## PAGE EXCERPT
——

It seems that these women smuggled drugs out of desperation. Nearly all the women we spoke to had left their parental home at a very young age; some of them moved to boarding schools, while others moved in with their boyfriends. For instance, Nicky left her home at a very early age; at fifteen she ran away and moved in with her older and violent boyfriend.
She was led into a world of drugs, which her boyfriend was already acquainted with. From that moment on, she dealt drugs from her scooter, and refused to obey the law. It appears that she lived on the edge when she was still outside of prison, satisfied with earning money through drug dealing and her search for adventure. Moreover, it seems that Nicky did not conform to the rules in prison either. She withdrew from taller manual work , and resorted to drug use. This seems to confirm that coping strategies are indeed influenced by former life experiences as Nicky again did not obey to any rules, though her coping in prison may not have been a rational choice but her only option to survive.
There are more examples of women who appear to use coping strategies determined by former life experiences. For instance, Karin, who seemed to be an aspiring and well-educated woman before her imprisonment.
Behind prison walls she became the spokesperson of many fellow inmates, and helped them to fill out their forms. Not only did she do this to help those who were in need, Karin also assisted other women to make herself feel useful. This reinforced her self-esteem, which helped her to survive the difficult time in a Peruvian prison. Eva was a quiet, but also depressed woman prior to her detention, who struggled to keep her head up during her detention. In prison she preferred to withdraw to her cell.

——

## GIVEN TASK 1
Answer these from the text on imprisoned women, one line each:
(a) At what age did Nicky run away from home?
(b) In which country's prison was Karin held?
(c) Where did Eva prefer to withdraw while in prison?

## DATASET ENTRIES
——

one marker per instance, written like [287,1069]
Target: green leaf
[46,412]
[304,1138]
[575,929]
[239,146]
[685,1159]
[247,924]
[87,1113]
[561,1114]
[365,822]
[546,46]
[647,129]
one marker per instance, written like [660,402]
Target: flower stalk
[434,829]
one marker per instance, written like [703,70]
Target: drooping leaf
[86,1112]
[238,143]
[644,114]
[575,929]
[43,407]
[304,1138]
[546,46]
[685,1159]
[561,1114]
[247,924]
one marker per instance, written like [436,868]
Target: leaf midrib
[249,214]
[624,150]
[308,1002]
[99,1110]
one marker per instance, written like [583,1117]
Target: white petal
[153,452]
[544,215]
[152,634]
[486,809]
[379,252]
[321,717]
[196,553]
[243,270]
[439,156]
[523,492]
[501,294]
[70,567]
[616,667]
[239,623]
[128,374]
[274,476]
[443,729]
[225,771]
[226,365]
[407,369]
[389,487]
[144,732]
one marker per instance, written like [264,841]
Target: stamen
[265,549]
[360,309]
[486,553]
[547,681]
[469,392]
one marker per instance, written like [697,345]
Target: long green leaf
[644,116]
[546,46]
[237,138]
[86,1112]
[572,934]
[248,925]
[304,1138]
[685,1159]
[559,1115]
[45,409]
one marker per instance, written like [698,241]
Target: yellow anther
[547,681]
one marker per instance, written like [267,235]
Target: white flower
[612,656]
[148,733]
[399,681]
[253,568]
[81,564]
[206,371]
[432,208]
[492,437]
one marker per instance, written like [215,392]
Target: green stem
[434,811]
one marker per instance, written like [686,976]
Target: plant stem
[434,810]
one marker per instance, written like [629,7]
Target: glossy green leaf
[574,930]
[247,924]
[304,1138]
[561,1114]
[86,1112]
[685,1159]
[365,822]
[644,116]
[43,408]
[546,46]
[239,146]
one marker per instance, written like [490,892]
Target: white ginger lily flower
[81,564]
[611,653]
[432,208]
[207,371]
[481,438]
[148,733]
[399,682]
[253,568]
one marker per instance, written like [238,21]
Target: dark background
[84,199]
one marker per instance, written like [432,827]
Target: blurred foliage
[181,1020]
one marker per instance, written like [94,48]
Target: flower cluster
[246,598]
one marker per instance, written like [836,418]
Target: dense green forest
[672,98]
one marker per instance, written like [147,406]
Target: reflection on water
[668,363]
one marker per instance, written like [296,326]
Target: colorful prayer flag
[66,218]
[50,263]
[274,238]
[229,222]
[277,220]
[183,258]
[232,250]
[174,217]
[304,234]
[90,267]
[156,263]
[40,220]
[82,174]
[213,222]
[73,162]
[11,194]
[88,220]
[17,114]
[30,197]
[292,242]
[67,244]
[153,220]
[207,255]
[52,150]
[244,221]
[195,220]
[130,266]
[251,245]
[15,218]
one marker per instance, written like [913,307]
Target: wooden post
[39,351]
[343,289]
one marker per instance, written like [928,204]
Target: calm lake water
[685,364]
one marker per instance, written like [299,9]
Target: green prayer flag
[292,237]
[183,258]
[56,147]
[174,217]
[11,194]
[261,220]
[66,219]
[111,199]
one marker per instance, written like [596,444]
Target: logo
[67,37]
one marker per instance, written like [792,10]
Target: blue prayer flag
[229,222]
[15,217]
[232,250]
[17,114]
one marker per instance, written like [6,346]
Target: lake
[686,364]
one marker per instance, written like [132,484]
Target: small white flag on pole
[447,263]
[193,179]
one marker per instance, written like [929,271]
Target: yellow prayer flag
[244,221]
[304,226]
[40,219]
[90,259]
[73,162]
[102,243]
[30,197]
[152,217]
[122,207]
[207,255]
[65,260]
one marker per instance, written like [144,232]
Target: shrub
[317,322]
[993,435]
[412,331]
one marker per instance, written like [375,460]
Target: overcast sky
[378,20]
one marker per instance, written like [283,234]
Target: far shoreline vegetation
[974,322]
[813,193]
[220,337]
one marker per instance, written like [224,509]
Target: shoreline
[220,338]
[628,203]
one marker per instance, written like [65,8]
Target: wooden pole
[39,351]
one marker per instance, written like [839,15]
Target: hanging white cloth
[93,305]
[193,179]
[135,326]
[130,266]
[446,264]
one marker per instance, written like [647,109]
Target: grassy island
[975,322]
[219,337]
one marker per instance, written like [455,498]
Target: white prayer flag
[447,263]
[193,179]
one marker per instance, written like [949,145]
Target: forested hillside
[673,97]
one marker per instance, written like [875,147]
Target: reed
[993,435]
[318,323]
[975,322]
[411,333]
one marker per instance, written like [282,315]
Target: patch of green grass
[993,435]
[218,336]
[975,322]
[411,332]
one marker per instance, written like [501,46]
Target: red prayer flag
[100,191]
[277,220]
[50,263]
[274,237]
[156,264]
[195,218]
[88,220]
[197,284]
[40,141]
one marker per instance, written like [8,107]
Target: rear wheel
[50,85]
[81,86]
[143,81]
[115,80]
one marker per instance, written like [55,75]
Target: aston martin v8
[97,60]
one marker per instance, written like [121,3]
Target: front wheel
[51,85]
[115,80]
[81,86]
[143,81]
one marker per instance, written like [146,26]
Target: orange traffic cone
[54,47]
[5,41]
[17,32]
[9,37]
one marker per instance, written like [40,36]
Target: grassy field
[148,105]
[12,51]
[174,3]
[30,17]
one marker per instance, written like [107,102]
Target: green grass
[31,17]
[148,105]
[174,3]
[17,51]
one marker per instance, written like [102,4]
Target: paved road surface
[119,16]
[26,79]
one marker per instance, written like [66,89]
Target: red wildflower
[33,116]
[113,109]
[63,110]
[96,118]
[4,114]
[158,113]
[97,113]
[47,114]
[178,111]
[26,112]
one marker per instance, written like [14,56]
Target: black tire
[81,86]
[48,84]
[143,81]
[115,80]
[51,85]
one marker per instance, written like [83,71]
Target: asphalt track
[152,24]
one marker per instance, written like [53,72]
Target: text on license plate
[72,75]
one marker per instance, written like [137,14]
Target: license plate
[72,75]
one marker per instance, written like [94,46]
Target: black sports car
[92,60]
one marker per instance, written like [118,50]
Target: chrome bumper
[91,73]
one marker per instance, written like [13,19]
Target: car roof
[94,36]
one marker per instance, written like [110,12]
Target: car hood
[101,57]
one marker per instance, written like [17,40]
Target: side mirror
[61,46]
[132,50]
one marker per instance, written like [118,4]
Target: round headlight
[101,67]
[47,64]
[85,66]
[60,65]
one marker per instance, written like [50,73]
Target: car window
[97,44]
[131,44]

——

## GIVEN TASK 2
Reproduce, line for line, the part of the listing that opens with the line containing "one marker per instance, written like [118,50]" and runs through the end of the listing, both ends included.

## OUTPUT 1
(a) Fifteen.
(b) Peru.
(c) To her cell.

## OUTPUT 2
one marker per instance, written like [118,50]
Target: chrome bumper
[91,73]
one marker per instance, written like [13,19]
Target: car roof
[94,36]
one marker per instance, written like [110,12]
Target: car hood
[101,57]
one marker per instance, written like [17,40]
Target: side mirror
[61,46]
[132,50]
one marker per instance, written like [118,4]
Target: round headlight
[101,67]
[47,64]
[85,66]
[60,65]
one marker per instance, written like [50,73]
Target: car window
[97,44]
[131,44]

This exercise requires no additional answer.